# Extrait cité
Tiffany McDaniel – Betty

Par Yvantilleuil

Dans ce roman de 720 pages, qui a remporté le prix Fnac 2020, Tiffany McDaniel s’inspire de la vie de sa mère, pour livrer une fresque familiale poignante.

Si Betty Carpenter est née en 1954 dans une « baignoire vide à pieds de griffon », le récit débute par la rencontre de ses parents, un Cherokee bienveillant à la peau sombre et une Blanche psychologiquement instable, dans un cimetière. Une romance qui débute dans un lieu pour le moins incongru et qui se termine avec une fratrie de huit enfants dans une maison en ruine, et que l’on prétend maudite, dans un bled perdu du sud-est de l’Ohio. Malgré les drames familiaux qui empoisonnent son quotidien et les humiliations qu’elle subit à l’école à cause de sa couleur de peau métissée et de la classe sociale dont elle est issue, Betty se raccroche aux histoires inventées par son père, qui lui permettent d’échapper à la réalité, tout en enterrant ses traumatismes dans un bocal vide au fond du jardin… en espérant qu’ils disparaissent à tout jamais.

« Betty » est l’histoire d’un passage à l’âge adulte dans une bourgade rurale américaine des années 60-70. Une enfance rendue difficile par un teint mat stigmatisé et par un contexte familial douloureux, à une époque où le simple fait de naître « fille » suffisait déjà à vous condamner à vie. En invitant à suivre les pas de cette gamine courageuse, à la fois héroïne et narratrice du récit, ce roman se veut également foncièrement féministe, à l’image de ce pantalon que Betty décide d’un jour mettre à l’école, revendiquant l’égalité des sexes… ne fût-ce que vestimentaire.

[Enregistrements sources]

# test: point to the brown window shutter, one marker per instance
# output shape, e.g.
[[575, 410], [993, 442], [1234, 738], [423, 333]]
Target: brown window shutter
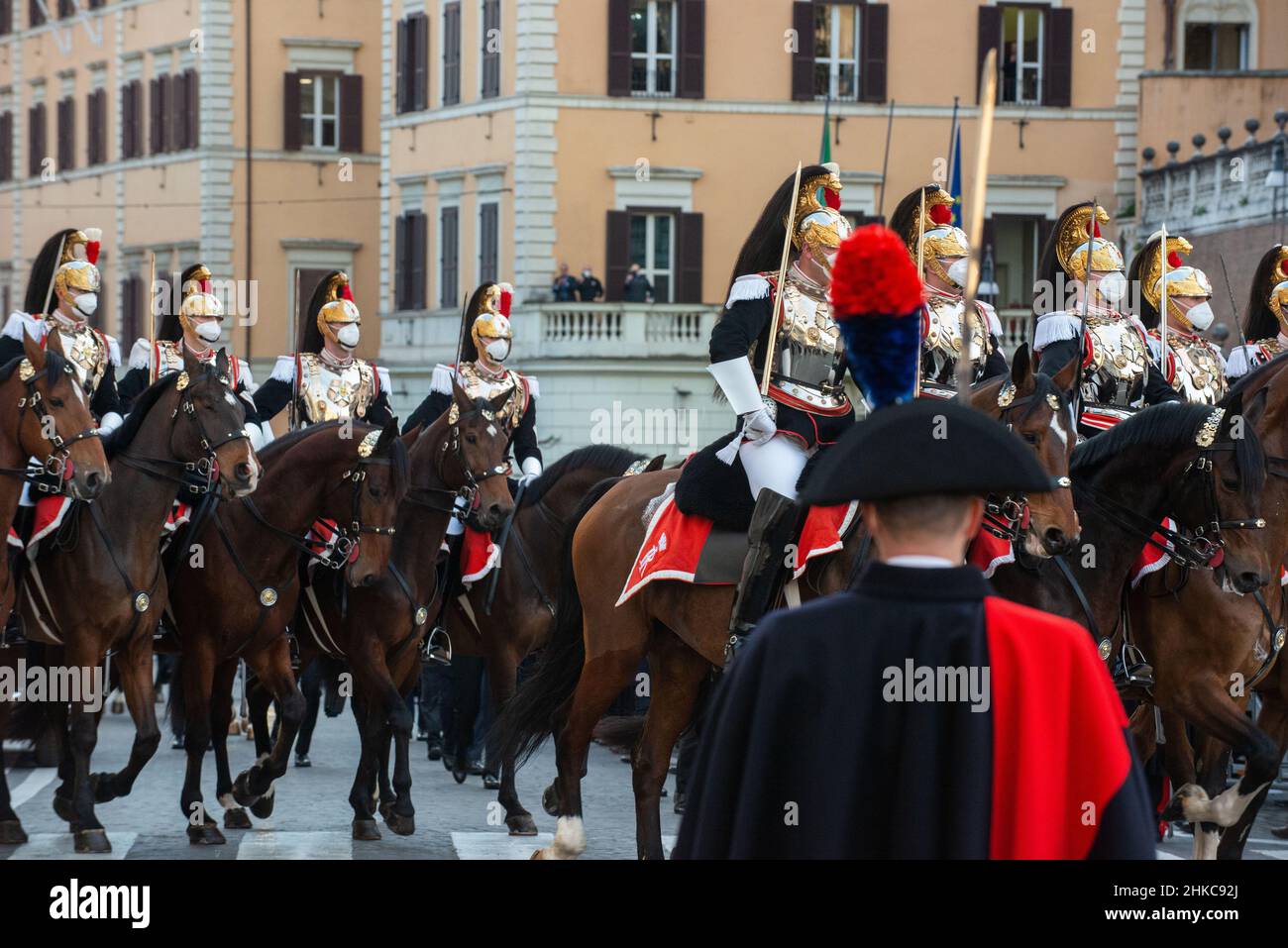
[[803, 60], [419, 231], [1057, 69], [291, 112], [688, 250], [420, 63], [618, 47], [990, 38], [351, 114], [875, 38], [451, 53], [694, 50], [193, 111], [403, 65], [617, 252]]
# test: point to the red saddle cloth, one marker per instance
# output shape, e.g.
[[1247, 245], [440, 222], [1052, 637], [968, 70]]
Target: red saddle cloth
[[480, 554], [674, 543]]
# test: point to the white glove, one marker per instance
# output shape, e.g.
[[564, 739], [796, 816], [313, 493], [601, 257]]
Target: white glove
[[758, 427]]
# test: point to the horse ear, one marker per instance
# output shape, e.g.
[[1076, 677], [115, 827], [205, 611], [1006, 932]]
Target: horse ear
[[35, 353], [1067, 377], [1021, 369]]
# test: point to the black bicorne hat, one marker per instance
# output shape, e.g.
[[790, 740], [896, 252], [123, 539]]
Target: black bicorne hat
[[925, 447]]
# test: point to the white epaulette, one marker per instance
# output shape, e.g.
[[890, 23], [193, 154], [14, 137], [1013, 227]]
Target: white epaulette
[[283, 369], [748, 287], [1055, 327], [20, 321], [1239, 363], [141, 355], [442, 378]]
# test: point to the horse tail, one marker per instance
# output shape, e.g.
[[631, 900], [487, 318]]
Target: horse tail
[[528, 717]]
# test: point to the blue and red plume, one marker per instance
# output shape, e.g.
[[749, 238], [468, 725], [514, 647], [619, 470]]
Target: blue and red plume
[[876, 300]]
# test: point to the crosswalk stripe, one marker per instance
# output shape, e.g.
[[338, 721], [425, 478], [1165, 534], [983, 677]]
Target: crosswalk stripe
[[62, 846], [269, 844], [37, 781], [497, 845]]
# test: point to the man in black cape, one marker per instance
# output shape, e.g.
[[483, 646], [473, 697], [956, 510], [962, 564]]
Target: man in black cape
[[917, 715]]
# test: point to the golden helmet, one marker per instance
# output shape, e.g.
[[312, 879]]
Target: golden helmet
[[493, 316], [1078, 232], [339, 309], [80, 275], [819, 223]]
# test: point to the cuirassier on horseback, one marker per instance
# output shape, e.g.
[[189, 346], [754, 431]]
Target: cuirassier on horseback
[[785, 321], [325, 381], [196, 327]]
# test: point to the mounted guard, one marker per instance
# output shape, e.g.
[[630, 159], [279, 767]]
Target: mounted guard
[[1119, 376], [1265, 320], [323, 380], [923, 220], [196, 329], [1194, 368]]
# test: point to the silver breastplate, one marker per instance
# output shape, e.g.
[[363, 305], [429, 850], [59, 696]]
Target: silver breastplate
[[1194, 369], [1116, 373], [335, 394], [943, 340], [809, 356]]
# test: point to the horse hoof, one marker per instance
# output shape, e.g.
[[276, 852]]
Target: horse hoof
[[12, 832], [400, 824], [522, 824], [64, 807], [205, 835], [550, 800], [91, 841]]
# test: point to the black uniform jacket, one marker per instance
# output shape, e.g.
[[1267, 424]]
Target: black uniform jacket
[[837, 733]]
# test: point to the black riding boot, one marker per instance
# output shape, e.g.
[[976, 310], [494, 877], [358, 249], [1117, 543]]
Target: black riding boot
[[774, 524]]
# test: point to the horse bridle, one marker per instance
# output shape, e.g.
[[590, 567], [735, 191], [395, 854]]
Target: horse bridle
[[1006, 515], [60, 447]]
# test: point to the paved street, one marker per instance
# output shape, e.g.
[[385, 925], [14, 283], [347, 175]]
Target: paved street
[[312, 815]]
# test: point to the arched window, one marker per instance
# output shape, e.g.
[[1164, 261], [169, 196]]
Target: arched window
[[1218, 35]]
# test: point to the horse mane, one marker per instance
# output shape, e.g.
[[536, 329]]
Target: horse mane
[[1170, 424], [124, 436], [605, 456]]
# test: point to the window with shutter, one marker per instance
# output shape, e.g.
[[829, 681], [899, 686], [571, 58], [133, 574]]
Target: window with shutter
[[451, 53], [449, 260], [488, 241], [490, 50]]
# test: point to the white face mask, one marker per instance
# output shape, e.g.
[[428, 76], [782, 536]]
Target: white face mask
[[1199, 316], [1113, 287], [207, 331], [348, 335], [85, 304], [498, 350]]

# Travail à faire
1 > D'après la critique de Betty, en quelle année Betty Carpenter est-elle née ?
2 > Relevez toutes les indications chiffrées, en chiffres comme en lettres, que contient la critique de Betty.
3 > Rédigez la suite de la critique de Betty, en reprenant après sa dernière phrase.

# Corrigé
1 > En 1954.

2 > 720 pages ; le prix Fnac 2020 ; 1954 ; une fratrie de huit enfants ; les années 60-70.

3 >
Malgré des thèmes sombres, tels que le racisme, le suicide, le viol, l’inceste, le handicap, la dépression, le harcèlement et la pauvreté, cette saga familiale se veut néanmoins lumineuse et poétique. Au cœur de cette noirceur et de cette famille dysfonctionnelle, Betty peut en effet se raccrocher à l’amour inconditionnel de son père. Ce dernier lui transmet non seulement un héritage culturel rempli de bon sens et de respect de la nature, mais il trouve surtout toujours les mots adéquats pour soigner ses maux. Inventant des mythes d’une beauté exceptionnelle, il parvient à embellir la réalité, plongeant le lecteur dans un monde poétique et fantastique, le tout rehaussé par la prose élégante et très imagée d’une autrice américaine qui parsème ce bijou littéraire de métaphores puissantes !

Une héroïne inoubliable, qui ne manquera pas d’aller rejoindre Turtle (« My absolute darling »), Lucy (« Lucy in the sky »), Nellll et Eva (« Dans la forêt »), Tracy (« Sauvage ») ou la petite Kya (« Là où chantent les écrevisses »).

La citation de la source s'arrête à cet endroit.